● SELECTED EXCERPT
++++++++++
HOLOHAN, C.J., GORDON, V.C.J., and HAYS and CAMERON, JJ., concur.
. A.R.S. § 12-1116 permits a governmental body which has filed an action to condemn real property to acquire possession of that property in advance of trial, providing that the condemn- or can show that the taking is "necessary" and posts a bond to cover the "probable damages."
. § 36-1473 provides:
No municipality shall exercise any of the powers conferred upon municipalities by this article until its local governing body adopts a resolution finding that:
1. One or more slum or blighted areas exist in the municipality, and
2. The redevelopment of such area or areas is necessary in the interest of the public health, safety, morals or welfare of the residents of the municipality.
(Emphasis supplied.)
. We recognize, for instance, that the solution of many of such issues lies in the eyes of the beholder. Thus, what one person sees as arid land in need of reclamation, another sees an unspoiled desert, providing the natural habitat of desert plants and animals. What one city dweller sees as a slum, another may consider an historical neighborhood. What some describe as urban redevelopment, others consider "gentrification". What some see as construction of badly needed freeways, others see as a wasteful boondoggle creating more traffic while further destroying established neighborhoods. Much can be said for either side of each argument.
++++++++++
● DATA
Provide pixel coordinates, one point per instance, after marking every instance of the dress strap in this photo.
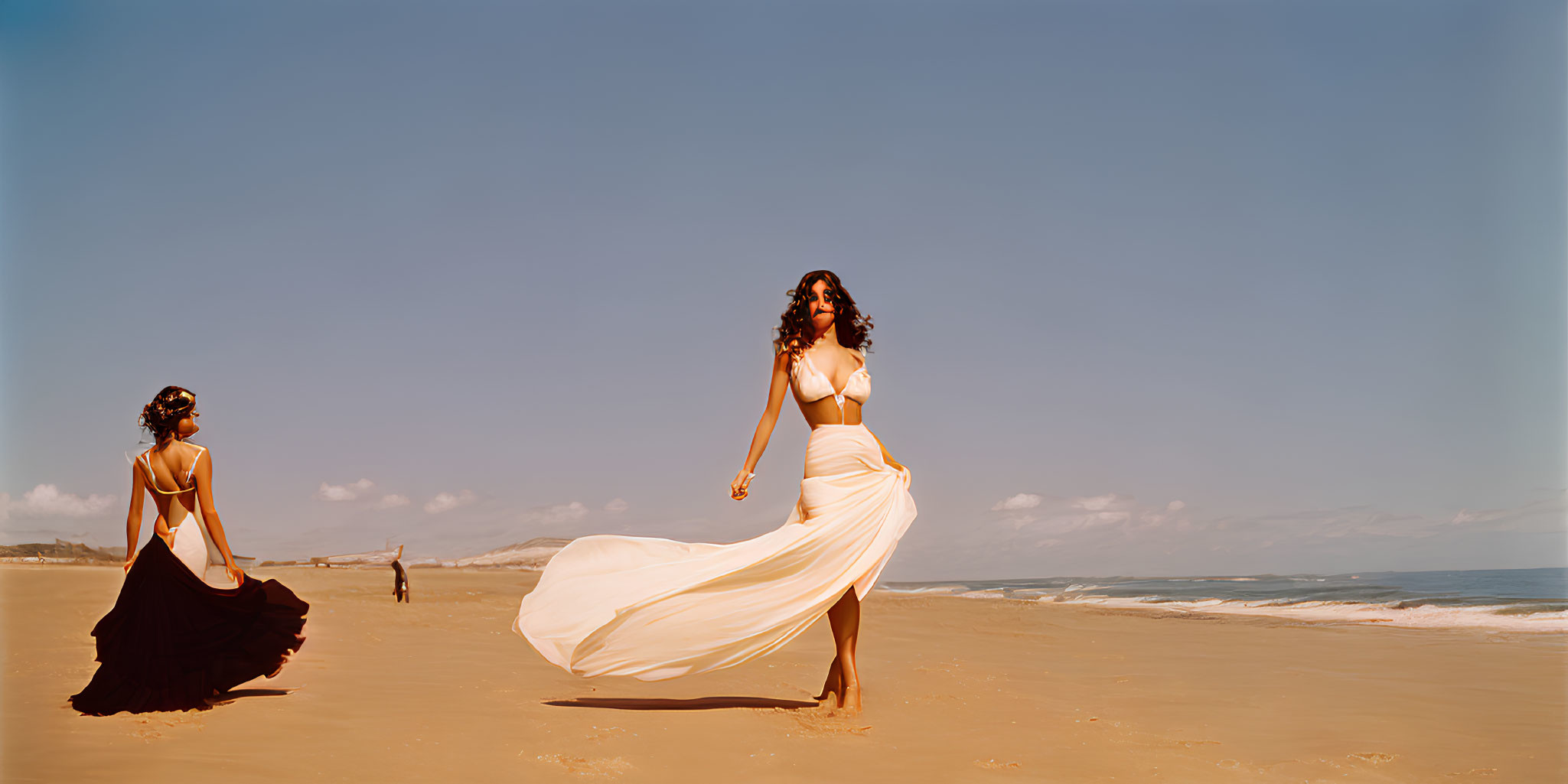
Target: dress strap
++++++++++
● ACTIONS TO TAKE
a – Answer these questions about the opinion excerpt, one per line:
(i) Under § 12-1116, what must the condemnor post to get possession before trial?
(ii) Under § 36-1473, what must a local governing body adopt before its municipality may use the powers of that article?
(iii) Where one person sees arid land in need of reclamation, what does another see?
b – Write out everything in the opinion excerpt from "HOLOHAN, C.J., GORDON, V.C.J., and" down to "of the municipality.", replacing "municipality" with "town" each time it appears.

● RESULTS
a –
(i) A bond to cover the "probable damages."
(ii) A resolution finding that one or more slum or blighted areas exist in the municipality and that their redevelopment is necessary in the interest of the public health, safety, morals or welfare of its residents.
(iii) An unspoiled desert, providing the natural habitat of desert plants and animals.

b –
HOLOHAN, C.J., GORDON, V.C.J., and HAYS and CAMERON, JJ., concur.
. A.R.S. § 12-1116 permits a governmental body which has filed an action to condemn real property to acquire possession of that property in advance of trial, providing that the condemn- or can show that the taking is "necessary" and posts a bond to cover the "probable damages."
. § 36-1473 provides:
No town shall exercise any of the powers conferred upon municipalities by this article until its local governing body adopts a resolution finding that:
1. One or more slum or blighted areas exist in the town, and
2. The redevelopment of such area or areas is necessary in the interest of the public health, safety, morals or welfare of the residents of the town.